Directions – Gather every line of the entries below that contains the string "patio", treating uppercase and lowercase as distinct.
------ Data records
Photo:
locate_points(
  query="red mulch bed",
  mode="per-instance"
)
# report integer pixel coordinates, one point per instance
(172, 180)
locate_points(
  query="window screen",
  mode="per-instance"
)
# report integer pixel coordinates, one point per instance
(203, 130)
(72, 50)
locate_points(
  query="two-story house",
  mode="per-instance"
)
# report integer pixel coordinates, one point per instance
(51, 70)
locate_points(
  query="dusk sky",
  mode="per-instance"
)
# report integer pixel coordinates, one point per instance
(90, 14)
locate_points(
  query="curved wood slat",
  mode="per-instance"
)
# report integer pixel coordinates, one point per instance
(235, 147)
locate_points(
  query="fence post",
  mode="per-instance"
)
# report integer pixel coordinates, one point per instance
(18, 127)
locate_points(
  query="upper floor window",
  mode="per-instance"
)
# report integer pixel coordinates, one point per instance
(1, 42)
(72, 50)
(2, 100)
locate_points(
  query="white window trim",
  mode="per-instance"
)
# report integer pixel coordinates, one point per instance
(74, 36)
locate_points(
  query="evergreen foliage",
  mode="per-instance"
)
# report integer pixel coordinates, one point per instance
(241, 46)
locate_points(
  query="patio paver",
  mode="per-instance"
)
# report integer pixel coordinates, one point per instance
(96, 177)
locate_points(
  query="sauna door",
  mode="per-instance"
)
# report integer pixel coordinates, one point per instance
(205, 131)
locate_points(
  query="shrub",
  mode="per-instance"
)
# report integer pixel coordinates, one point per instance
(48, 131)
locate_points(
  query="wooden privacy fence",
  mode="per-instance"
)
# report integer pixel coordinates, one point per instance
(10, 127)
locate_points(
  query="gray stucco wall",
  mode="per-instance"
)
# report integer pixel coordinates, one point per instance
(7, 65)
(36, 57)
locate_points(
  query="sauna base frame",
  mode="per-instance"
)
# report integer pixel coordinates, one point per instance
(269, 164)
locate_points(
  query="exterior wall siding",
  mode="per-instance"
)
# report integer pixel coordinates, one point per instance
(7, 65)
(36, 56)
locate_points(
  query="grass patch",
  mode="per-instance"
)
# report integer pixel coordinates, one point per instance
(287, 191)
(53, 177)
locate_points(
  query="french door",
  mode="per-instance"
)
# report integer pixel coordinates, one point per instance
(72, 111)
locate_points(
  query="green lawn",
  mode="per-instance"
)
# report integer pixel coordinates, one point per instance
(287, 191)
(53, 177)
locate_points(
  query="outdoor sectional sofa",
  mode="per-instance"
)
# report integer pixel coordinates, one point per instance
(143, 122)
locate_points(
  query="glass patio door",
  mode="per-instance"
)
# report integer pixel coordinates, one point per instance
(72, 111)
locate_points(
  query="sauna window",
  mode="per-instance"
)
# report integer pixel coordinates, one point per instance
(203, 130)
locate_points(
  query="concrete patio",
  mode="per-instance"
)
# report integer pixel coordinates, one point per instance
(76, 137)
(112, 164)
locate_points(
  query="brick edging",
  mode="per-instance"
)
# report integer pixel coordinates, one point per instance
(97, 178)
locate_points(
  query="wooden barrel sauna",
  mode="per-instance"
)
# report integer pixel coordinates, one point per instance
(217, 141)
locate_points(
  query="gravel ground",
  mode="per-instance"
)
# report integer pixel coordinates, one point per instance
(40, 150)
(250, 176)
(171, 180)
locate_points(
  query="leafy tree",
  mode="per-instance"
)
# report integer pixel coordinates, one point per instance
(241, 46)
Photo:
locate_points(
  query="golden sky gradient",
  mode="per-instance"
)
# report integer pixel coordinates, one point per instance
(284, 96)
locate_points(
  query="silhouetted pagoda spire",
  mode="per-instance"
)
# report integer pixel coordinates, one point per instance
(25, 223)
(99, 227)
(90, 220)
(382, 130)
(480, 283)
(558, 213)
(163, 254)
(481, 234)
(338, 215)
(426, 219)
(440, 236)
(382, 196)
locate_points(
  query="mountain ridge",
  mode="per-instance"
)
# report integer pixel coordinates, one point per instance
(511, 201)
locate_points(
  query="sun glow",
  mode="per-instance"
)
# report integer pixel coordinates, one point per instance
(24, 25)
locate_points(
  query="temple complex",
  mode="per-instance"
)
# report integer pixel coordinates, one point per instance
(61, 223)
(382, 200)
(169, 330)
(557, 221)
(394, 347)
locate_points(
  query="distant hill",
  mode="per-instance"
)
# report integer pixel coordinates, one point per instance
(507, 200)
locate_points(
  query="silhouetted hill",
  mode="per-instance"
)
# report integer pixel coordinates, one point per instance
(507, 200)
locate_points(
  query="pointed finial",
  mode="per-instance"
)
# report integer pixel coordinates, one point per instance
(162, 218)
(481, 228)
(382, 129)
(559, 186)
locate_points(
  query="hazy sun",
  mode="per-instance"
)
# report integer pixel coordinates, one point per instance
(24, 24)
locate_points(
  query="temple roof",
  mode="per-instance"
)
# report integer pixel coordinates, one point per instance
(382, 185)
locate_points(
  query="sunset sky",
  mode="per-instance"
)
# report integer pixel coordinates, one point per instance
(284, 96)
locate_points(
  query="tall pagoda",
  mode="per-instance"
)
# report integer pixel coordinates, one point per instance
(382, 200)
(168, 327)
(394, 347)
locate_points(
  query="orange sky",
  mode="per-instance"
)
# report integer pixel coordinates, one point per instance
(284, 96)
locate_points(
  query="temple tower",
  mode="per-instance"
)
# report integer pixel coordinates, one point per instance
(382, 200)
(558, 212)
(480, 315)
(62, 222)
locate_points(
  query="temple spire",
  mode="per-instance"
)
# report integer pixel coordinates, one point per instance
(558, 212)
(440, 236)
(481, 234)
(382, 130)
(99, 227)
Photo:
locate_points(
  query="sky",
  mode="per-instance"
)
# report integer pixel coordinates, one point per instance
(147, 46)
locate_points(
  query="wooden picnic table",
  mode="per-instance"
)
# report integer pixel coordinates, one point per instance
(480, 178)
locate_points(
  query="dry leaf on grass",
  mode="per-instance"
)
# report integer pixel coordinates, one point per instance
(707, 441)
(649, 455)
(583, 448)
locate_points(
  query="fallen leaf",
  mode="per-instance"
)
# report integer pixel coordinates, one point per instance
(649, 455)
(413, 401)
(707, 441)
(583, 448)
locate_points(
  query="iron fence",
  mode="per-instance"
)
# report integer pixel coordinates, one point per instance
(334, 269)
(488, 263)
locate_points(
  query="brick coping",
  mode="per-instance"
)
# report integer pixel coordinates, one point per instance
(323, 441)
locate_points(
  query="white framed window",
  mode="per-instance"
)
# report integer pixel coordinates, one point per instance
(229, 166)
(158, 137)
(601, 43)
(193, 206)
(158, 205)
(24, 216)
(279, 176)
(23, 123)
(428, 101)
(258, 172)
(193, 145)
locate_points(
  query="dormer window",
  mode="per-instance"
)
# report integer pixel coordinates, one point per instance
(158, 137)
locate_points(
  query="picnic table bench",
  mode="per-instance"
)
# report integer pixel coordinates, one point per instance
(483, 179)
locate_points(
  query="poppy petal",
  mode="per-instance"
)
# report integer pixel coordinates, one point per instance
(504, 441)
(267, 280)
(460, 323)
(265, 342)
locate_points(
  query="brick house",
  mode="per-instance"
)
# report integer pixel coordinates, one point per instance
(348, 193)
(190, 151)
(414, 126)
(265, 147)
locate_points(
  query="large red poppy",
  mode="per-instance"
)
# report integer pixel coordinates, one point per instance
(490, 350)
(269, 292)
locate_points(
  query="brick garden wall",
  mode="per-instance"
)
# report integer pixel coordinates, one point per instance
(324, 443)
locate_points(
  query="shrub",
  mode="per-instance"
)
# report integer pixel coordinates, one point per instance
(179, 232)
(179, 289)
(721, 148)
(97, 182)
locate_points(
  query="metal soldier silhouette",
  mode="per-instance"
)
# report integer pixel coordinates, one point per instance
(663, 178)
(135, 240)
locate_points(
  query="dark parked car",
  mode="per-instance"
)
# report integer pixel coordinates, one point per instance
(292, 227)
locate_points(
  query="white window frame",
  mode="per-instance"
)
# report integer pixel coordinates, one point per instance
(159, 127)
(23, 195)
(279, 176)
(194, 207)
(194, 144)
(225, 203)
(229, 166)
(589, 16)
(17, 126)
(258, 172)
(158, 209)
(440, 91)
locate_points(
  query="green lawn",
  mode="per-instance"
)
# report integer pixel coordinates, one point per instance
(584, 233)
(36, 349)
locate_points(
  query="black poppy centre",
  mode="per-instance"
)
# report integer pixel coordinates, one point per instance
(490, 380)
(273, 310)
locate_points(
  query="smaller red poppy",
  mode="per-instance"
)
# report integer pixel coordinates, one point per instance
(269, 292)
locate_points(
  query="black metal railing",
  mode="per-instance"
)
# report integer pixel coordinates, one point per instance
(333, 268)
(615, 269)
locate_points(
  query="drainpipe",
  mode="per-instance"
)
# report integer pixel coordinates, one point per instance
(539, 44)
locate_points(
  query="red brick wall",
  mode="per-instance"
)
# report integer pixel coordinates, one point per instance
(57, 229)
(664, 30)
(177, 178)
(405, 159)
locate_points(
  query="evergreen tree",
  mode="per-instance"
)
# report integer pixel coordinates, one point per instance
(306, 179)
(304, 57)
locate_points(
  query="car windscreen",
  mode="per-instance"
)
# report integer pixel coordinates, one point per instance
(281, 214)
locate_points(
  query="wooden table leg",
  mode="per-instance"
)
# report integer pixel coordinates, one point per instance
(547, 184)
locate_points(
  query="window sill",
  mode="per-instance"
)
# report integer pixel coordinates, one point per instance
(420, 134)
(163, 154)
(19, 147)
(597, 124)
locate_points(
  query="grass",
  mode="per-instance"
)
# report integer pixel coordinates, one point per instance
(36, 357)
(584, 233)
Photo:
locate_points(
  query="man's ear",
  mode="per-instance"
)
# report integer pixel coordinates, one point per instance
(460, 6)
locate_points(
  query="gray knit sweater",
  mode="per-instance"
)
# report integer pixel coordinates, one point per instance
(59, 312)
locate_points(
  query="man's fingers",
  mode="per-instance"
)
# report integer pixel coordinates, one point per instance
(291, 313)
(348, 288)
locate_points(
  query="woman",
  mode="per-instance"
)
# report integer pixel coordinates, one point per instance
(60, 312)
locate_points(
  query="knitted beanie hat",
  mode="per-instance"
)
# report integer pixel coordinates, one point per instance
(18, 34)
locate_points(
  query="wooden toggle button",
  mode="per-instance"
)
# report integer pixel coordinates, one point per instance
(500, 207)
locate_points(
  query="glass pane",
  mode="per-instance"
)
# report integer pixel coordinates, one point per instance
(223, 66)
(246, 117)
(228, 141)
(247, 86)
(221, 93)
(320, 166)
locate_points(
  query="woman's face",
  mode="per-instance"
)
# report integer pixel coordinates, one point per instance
------------
Response –
  query="patio paver",
  query="glass patio door",
  query="concrete patio",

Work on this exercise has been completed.